§ **PAGE EXTRACT**:
....................
Is Lean Six Sigma Right for Your Organization?
// 2017 Jan 31
This March, Rutgers School of Business-Camden, in partnership with Lockheed Martin, will host one of its sought-after week-long courses to provide motivated individuals and teams with the basics of Lean Six Sigma Green Belt The immersive training program will take place during the week of March 13, 2017 in Moorestown, New Jersey. This Lean Six Sigma training offers organizations of any size and business sector the opportunity to reduce waste, improve efficiency, increase transparency, and develop employees for leadership positions. If you have always wondered how Lean Six Sigma training works, this post will provide some basic information on the processes and background behind Lean Six Sigma.
What Is Lean Six Sigma?
In a nutshell, Lean Six Sigma is the combination of the LEAN process philosophy with the Six Sigma quality tools. The LEAN philosophy was developed back in the days of Henry Ford who wanted to reduce manufacturing waste and produce automobiles quicker and more affordably. Six Sigma quality tools aim to improve quality processes by removing errors and standardizing processes as much as possible. The idea of Six Sigma was first developed by Motorola in 1981.
....................
§ **EXTRACTED INFORMATION**:

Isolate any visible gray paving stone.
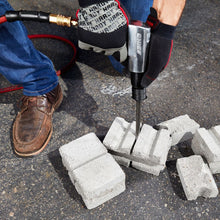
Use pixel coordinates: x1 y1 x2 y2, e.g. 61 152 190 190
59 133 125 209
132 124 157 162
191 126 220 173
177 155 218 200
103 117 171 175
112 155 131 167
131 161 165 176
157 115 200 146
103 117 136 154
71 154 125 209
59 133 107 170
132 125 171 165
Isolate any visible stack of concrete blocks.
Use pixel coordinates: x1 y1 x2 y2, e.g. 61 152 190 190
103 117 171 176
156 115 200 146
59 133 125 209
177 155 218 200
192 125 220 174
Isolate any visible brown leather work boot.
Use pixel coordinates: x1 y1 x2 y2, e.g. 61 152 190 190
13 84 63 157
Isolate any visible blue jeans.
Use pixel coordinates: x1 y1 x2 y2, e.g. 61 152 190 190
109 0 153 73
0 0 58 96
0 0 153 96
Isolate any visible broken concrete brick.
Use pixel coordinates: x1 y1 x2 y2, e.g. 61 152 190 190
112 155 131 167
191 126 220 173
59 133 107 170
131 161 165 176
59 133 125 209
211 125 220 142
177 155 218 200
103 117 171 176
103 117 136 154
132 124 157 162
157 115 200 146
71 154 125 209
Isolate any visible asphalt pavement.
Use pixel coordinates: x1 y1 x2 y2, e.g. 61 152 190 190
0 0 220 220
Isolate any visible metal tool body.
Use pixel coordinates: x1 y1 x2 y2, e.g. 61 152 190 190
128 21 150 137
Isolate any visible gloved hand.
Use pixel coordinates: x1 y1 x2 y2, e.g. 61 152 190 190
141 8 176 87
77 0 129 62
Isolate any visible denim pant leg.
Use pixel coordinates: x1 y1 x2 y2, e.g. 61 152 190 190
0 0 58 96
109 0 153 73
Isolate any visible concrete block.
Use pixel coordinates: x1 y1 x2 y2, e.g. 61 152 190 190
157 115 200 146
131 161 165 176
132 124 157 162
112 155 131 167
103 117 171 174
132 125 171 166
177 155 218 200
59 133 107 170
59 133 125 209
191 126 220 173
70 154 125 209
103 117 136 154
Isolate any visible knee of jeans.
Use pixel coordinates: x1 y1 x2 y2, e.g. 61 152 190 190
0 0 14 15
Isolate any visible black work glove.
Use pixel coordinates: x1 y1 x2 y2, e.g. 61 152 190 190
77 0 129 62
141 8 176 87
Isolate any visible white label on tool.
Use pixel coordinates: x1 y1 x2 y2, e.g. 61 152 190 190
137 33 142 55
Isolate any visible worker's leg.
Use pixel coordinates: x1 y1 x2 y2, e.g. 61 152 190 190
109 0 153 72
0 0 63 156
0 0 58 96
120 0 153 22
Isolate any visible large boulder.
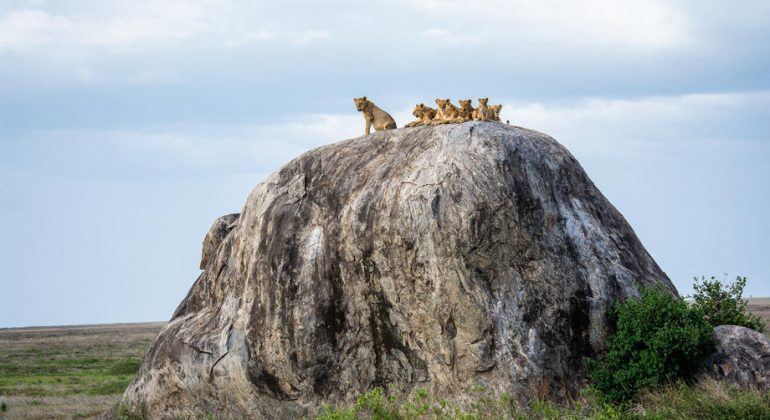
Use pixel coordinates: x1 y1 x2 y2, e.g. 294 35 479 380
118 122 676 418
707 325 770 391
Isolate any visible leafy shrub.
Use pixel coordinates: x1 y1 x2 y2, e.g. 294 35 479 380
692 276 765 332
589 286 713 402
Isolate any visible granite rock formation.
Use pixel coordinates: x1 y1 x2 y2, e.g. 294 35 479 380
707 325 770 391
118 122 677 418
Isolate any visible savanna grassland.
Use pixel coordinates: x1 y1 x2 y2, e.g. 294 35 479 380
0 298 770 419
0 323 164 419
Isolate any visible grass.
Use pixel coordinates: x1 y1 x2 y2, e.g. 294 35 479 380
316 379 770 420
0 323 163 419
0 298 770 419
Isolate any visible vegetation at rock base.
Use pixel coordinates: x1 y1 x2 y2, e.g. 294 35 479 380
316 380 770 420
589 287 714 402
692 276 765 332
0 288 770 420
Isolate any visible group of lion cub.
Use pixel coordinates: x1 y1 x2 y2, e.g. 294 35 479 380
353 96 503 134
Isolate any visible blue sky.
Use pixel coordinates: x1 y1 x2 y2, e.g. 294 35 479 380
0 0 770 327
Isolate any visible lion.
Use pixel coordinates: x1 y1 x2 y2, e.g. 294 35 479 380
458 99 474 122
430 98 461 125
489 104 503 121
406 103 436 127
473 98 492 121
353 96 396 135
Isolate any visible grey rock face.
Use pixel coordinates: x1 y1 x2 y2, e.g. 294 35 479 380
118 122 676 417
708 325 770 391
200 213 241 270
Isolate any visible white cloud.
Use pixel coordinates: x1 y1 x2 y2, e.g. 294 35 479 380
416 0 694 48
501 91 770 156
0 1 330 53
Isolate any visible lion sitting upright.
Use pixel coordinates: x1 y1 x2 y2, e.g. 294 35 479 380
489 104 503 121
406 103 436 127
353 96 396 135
....................
§ **EXERCISE SET**:
a: Please rewrite the Lean Six Sigma post from the words "What Is Lean" through "Motorola in 1981.", putting "short" wherever "a nutshell" appears.
b: What opportunities does the Lean Six Sigma post say the training offers organizations? List all of them.

§ **SOLUTIONS FOR EACH TASK**:
a:
What Is Lean Six Sigma?
In short, Lean Six Sigma is the combination of the LEAN process philosophy with the Six Sigma quality tools. The LEAN philosophy was developed back in the days of Henry Ford who wanted to reduce manufacturing waste and produce automobiles quicker and more affordably. Six Sigma quality tools aim to improve quality processes by removing errors and standardizing processes as much as possible. The idea of Six Sigma was first developed by Motorola in 1981.

b:
- Reduce waste
- Improve efficiency
- Increase transparency
- Develop employees for leadership positions